The Network Graph above reaffirms that these nodes are likely to be the transhipments for the fishing vessels, in view of the number of incoming links to them.

The graph above also highlighted one of the source provider nodes, “Adriatic Tuna Seabass BV Transit”, has a moderately high value of in-degree centrality index (the node in red).

4.4.3. Close Examination of “Adriatic Tuna Seabass BV Transit”

As part of a close examination of “Adriatic Tuna Seabass BV Transit”, we will extract out all the non-fishing related hscodes that involve this company as the source and target to further understand what are the resources that were being traded with the other entities. Once we extracted the relevant records, we will do a count of the number of edges with n() and analyse the top 10 records with the highest number of count.

Show the codes

## Adriatic as the Source
# Extract all the list of hscodes from the original list of edges (i.e. mc2_edges)

= = =

Problems and tasks:
• 1. In the network analysis passage, what color marks the node for "Adriatic Tuna Seabass BV Transit" in the graph?
• 2. From the network analysis passage, copy the part that begins at the words containing "The Network Graph" and stops after "links to them.".

Records from a collection:
= = =

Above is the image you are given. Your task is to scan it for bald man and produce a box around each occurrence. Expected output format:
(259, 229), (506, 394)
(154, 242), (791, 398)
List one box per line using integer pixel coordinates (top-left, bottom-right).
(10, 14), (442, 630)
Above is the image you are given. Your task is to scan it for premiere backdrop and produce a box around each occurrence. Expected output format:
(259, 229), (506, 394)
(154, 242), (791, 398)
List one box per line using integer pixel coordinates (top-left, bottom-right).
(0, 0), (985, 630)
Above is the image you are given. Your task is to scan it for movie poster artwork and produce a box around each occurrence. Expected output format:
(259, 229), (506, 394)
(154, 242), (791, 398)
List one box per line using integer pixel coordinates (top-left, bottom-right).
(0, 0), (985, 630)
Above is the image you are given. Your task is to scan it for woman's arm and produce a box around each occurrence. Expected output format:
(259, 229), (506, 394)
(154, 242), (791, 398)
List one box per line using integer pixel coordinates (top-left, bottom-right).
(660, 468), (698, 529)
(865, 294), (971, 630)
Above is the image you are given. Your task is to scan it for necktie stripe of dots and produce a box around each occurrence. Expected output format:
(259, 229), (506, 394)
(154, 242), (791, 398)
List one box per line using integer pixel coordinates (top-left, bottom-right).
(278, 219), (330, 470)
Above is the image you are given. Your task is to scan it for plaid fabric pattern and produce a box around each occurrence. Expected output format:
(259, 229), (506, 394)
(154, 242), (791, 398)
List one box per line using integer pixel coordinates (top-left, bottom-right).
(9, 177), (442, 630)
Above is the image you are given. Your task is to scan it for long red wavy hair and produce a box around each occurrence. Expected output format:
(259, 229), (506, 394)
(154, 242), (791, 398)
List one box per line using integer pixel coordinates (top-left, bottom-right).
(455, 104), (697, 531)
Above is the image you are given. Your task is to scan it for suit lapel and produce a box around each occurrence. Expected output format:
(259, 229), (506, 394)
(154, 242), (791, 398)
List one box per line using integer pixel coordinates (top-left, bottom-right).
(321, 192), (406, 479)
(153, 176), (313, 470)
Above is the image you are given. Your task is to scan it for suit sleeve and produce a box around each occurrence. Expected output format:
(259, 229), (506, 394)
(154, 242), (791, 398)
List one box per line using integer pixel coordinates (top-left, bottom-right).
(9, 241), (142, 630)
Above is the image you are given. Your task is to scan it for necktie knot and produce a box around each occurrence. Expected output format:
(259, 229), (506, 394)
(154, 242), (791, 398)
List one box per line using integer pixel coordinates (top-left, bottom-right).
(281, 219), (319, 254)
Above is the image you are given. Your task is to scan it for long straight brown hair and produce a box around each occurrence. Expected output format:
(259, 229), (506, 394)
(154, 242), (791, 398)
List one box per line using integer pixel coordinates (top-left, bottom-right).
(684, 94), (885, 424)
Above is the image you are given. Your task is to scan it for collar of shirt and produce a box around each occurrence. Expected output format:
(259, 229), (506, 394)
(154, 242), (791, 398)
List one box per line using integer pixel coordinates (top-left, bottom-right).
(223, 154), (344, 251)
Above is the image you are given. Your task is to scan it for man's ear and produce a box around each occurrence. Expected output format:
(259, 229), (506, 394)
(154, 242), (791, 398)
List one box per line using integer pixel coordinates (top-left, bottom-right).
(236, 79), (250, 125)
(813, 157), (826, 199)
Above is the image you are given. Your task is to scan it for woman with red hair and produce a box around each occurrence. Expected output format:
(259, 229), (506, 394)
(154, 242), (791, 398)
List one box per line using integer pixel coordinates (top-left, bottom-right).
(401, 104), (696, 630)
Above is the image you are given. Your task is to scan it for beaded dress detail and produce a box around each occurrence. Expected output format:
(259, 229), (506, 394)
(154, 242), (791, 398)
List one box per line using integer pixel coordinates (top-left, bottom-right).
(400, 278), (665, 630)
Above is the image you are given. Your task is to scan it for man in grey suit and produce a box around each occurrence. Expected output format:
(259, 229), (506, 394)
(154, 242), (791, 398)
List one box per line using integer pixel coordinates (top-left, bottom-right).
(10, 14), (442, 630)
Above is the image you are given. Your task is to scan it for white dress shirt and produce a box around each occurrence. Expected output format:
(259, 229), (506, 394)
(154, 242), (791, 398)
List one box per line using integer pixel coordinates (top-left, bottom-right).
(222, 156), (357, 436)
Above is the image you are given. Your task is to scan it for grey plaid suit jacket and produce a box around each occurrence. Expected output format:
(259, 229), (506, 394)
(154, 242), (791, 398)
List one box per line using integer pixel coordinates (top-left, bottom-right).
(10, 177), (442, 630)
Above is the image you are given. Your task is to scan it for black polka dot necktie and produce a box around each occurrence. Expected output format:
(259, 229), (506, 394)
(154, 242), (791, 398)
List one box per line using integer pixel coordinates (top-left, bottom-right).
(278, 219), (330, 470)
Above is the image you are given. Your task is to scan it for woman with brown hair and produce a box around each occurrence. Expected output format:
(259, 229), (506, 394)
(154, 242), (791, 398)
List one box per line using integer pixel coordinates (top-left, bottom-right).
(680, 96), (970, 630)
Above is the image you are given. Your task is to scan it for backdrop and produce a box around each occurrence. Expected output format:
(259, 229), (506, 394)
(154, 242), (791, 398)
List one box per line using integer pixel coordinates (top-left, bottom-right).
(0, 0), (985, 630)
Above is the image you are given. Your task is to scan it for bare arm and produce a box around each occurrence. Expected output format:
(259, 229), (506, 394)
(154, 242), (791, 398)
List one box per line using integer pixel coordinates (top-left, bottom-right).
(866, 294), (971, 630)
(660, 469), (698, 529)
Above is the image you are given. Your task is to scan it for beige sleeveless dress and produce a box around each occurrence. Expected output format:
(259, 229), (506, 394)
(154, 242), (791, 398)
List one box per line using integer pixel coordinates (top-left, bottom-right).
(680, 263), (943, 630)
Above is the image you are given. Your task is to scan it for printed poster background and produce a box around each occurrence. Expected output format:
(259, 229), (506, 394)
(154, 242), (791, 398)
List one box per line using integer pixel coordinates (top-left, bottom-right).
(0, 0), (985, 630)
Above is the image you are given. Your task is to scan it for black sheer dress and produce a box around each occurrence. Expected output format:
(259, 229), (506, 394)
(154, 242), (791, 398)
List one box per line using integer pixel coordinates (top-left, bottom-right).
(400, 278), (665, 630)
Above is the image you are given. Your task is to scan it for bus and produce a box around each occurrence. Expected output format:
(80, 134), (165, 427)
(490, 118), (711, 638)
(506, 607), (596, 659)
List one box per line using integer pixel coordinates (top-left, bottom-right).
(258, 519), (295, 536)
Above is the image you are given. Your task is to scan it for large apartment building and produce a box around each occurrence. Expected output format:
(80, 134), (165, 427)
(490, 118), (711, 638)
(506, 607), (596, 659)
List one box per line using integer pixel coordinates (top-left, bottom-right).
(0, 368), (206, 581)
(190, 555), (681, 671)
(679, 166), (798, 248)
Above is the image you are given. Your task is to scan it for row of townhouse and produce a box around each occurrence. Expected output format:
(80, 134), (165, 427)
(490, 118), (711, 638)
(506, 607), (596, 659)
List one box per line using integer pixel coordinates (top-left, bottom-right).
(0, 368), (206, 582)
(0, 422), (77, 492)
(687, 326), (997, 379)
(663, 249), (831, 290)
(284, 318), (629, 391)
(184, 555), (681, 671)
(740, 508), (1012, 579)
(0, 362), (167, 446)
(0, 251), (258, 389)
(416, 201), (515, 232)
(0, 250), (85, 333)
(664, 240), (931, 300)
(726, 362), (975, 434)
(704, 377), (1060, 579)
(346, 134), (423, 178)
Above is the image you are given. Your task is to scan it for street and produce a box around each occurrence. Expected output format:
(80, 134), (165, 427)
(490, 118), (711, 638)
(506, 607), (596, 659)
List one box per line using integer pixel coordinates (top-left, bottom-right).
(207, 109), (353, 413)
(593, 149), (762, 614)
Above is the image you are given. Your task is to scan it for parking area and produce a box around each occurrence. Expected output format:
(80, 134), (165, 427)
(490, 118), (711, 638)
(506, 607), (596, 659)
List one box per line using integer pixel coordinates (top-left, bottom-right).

= = =

The results:
• 1. Red.

• 2.
The Network Graph above reaffirms that these nodes are likely to be the transhipments for the fishing vessels, in view of the number of incoming links to them.